What to do
Update the items from the line that contains "Exercise. Indicate with a point every instance of the green" through the end of the items by replacing "jersey" with "shirt", and give those lines again with everything else unchanged.

(Dataset excerpt)
........
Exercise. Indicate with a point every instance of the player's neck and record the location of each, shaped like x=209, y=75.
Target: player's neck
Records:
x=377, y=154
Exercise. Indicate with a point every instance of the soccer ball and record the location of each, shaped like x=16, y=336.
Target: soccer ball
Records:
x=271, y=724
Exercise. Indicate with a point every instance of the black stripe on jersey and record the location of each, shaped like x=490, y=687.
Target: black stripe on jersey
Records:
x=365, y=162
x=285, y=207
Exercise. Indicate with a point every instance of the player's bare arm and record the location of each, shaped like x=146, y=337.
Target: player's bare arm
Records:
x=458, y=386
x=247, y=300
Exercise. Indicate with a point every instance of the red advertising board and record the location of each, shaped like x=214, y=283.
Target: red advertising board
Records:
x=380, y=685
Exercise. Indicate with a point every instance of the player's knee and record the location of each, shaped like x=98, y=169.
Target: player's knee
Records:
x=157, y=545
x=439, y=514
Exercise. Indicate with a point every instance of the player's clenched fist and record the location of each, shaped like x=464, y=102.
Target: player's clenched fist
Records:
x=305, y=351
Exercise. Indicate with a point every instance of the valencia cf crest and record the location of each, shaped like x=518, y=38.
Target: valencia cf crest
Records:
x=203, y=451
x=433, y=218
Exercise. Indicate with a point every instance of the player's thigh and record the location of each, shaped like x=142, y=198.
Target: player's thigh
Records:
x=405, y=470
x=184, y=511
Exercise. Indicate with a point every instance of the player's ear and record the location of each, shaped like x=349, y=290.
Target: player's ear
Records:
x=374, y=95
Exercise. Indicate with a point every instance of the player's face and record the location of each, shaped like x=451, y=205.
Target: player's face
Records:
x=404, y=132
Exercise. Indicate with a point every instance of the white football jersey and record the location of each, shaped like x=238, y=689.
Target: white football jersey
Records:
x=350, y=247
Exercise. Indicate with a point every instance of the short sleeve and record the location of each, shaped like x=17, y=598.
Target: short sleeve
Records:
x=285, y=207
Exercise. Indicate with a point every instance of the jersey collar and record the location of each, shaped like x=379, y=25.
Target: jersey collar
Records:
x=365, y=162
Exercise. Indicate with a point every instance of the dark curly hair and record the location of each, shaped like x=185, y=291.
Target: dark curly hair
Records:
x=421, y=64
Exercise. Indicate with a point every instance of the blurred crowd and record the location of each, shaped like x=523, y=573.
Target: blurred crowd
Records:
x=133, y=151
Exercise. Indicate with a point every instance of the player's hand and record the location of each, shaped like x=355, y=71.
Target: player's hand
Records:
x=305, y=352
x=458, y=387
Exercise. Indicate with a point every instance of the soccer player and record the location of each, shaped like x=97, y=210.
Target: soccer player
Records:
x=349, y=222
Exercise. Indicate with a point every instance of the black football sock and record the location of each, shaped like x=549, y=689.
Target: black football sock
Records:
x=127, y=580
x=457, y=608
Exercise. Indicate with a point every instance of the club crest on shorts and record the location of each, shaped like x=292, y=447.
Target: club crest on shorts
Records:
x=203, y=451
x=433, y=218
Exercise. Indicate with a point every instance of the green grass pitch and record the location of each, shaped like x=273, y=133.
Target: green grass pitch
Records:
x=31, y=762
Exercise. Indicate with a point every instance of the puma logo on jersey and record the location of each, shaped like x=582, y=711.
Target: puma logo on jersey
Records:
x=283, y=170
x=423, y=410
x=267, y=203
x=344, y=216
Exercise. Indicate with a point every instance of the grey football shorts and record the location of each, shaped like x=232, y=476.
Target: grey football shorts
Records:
........
The solution
Exercise. Indicate with a point every instance of the green grass pitch and record the location of each, shaped like x=273, y=133.
Target: green grass pitch
Records:
x=31, y=762
Exercise. Indicate with a point every instance of the puma logo on shirt and record the location of each, shaped like x=582, y=711.
Target: puma logo on shirt
Records:
x=283, y=170
x=423, y=410
x=267, y=203
x=344, y=216
Exercise. Indicate with a point every instance of the grey football shorts and record the location of each, shaped like x=232, y=476.
Target: grey football shorts
Records:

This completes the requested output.